- Request -
Render the material below as a two-column CSV with the headers "instruction" and "response," giving one row per item. Put each item's text and its answer in a single quoted field, and replace line breaks with spaces.

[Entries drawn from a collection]
:::

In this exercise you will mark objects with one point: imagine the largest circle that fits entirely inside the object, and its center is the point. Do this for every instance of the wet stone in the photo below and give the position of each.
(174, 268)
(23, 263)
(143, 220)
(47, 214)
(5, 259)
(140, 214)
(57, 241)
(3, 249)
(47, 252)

:::

- The reply -
instruction,response
"In this exercise you will mark objects with one point: imagine the largest circle that fits entirely inside the object, and its center is the point. Do this for every instance of the wet stone in the photo below and give the position of each.","(174, 268) (23, 263) (143, 220) (47, 214) (5, 259) (140, 214) (57, 241) (3, 249) (47, 252)"